Поставленная задача 1
Повторите записи набора данных со строки, где стоит «of the river», и до самого конца записей, заменив «river water» на «lake water» и ничего больше не меняя. Изображения в ответ не включайте.

Страница
——

Апокалипсисы Востока и Запада
Последняя книга
Рукописи этого типа хорошо представлены в собрании библиотеки: 27 списков, охватывающих почти три века русской истории — с середины XVII до начала XX века. Именно старообрядцы смогли донести до нас не только традиционную православную иконографию Апокалипсиса, но и старинный способ копирования и оформления текста: рукописи писались традиционным полууставом или особым, сформировавшимся на его основе, поморским полууставом. В русской традиции иконография Откровения — то, как принято изображать сюжеты этой книги, — сложилась задолго до церковного раскола 1666 года и прослеживается до рубежа XV–XVI веков. (Иллюстрированными Апокалипсисами домонгольского времени и эпохи самого ига мы не располагаем. Южнославянские иллюминованные рукописи Апокалипсиса также не известны.)
В это время и на Руси, и в Западной Европе переживается всплеск интереса к тексту последней книги Нового Завета. Связано это было с ожиданиями конца света: ждали 7000 года от сотворения мира — года 1492-го. В этот год Колумб открыл Америку, и этим же годом заканчивались таблицы с расчетами Пасхи.
На фоне таких ожиданий, называемых эсхатологическими, создается икона «Апокалипсис» для Успенского собора Московского Кремля, а по соседству — в Благовещенском соборе — в 1509 году возобновляются апокалиптические росписи Феофана Грека, чуть позже этими же сюжетами расписывается паперть Успенского собора — это главные столичные храмы.
В это же время в Нюрнберге выходит ставший всемирно известным цикл гравюр Альбрехта Дюрера. Он подводит черту под многовековой величественной традицией иллюстрирования Апокалипсиса на Западе, не прерывавшейся с самых первых веков христианства, и открывает для художников новые пути. Кстати, год назад эти гравюры экспонировались на юбилейной выставке Дюрера в Государственном Эрмитаже. О том, как по-разному воспринимали Откровение на Востоке и на Западе, мы и поговорили с Верой Григорьевной.

——

Записи набора данных
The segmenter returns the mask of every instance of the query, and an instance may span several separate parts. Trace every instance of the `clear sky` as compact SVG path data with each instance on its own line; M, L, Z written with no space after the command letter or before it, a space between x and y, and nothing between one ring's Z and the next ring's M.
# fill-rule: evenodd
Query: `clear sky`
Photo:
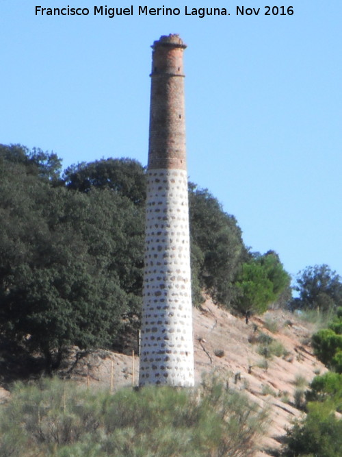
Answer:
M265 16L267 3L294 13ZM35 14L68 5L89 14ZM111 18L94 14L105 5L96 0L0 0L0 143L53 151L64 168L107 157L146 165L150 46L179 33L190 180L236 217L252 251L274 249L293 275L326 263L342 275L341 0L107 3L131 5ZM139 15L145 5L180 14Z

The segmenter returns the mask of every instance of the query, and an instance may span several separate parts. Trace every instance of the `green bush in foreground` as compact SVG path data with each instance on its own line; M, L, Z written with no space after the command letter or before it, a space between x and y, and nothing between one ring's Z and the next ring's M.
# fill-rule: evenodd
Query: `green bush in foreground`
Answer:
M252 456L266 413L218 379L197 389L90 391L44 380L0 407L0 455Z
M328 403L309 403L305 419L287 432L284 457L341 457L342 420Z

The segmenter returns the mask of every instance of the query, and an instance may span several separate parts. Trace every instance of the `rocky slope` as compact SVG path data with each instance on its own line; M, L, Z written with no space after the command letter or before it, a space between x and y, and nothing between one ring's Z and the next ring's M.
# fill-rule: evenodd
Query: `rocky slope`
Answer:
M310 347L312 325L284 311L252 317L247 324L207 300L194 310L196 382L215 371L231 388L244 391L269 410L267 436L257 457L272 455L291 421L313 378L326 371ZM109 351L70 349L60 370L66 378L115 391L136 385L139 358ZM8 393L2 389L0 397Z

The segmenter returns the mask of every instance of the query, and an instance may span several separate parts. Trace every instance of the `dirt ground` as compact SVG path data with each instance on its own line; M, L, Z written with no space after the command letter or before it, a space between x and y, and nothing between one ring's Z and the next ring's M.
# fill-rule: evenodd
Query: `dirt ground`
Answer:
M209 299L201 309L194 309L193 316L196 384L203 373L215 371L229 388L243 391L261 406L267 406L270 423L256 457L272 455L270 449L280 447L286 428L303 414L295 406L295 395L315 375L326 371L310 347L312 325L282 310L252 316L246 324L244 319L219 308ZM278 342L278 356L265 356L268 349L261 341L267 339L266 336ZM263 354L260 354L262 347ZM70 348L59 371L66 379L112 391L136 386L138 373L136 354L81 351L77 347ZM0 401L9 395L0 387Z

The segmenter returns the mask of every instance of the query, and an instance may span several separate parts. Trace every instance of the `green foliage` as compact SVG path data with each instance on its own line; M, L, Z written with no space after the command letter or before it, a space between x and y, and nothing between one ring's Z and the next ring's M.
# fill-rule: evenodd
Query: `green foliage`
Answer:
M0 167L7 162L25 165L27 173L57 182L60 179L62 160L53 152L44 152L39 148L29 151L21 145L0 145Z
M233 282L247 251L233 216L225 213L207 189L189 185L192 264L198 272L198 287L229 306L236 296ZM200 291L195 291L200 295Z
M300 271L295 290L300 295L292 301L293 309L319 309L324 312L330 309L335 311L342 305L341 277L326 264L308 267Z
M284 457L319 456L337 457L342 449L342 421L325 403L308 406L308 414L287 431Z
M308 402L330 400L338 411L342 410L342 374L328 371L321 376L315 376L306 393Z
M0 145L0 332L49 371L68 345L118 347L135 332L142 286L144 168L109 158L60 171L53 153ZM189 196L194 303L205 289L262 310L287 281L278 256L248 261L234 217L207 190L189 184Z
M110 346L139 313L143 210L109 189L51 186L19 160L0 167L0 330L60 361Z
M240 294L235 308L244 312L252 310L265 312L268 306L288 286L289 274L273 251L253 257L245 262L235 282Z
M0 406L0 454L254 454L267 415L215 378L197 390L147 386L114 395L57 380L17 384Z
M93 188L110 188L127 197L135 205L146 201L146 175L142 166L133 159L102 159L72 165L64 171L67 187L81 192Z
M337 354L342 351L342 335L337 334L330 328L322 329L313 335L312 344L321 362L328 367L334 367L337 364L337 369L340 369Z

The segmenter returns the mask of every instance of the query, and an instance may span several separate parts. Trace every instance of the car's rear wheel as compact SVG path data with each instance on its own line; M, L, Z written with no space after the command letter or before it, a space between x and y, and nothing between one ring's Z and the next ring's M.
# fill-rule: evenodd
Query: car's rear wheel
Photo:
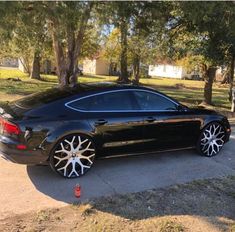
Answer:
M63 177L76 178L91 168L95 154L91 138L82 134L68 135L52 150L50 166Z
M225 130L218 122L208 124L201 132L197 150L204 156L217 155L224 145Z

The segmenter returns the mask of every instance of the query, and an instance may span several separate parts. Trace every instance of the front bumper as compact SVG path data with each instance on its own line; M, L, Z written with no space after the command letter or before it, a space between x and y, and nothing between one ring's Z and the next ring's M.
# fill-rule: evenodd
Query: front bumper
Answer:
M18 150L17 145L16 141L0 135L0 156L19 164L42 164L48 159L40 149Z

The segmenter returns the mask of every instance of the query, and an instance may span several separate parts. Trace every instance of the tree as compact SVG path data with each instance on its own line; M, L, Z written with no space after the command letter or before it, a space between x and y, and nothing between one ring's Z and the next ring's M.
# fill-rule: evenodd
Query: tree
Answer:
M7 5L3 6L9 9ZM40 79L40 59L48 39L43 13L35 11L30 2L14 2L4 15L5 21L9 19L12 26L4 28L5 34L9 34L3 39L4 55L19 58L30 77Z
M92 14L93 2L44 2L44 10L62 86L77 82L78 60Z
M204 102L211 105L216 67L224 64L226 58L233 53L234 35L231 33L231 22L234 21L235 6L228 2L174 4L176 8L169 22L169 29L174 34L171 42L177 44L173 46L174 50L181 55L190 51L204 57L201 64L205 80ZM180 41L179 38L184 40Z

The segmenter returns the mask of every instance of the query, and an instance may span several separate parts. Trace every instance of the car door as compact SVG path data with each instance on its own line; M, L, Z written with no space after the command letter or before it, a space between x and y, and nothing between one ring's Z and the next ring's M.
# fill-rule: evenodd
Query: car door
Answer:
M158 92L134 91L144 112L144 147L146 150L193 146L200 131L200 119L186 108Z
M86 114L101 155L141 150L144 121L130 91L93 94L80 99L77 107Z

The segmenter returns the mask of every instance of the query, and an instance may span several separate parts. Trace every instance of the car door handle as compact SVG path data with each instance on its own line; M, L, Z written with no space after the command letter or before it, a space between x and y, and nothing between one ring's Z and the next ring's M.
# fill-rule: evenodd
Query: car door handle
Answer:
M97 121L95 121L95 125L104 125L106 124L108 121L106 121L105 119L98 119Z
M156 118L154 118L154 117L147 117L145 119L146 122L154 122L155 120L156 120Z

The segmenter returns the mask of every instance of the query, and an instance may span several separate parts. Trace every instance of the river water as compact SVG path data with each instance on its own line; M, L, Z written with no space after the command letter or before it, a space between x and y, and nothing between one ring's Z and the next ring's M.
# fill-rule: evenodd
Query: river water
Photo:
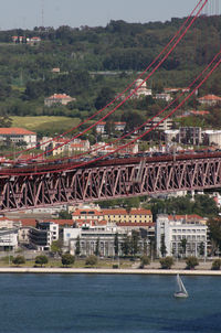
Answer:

——

Поставленная задача 2
Сколько списков рукописей Апокалипсиса, по словам страницы, хранится в собрании библиотеки?

Полный ответ 1
The segmenter returns the mask of every instance of the query, and an instance may span several separate parts. Trace every instance of the lake water as compact SVG path data with each instance on its own line; M, L, Z written with no space after the command letter or before it, a space between x and y, and nothing between one ring's Z and the next ring's M.
# fill-rule: evenodd
Query: lake water
Photo:
Answer:

Полный ответ 2
В собрании библиотеки хранится 27 списков.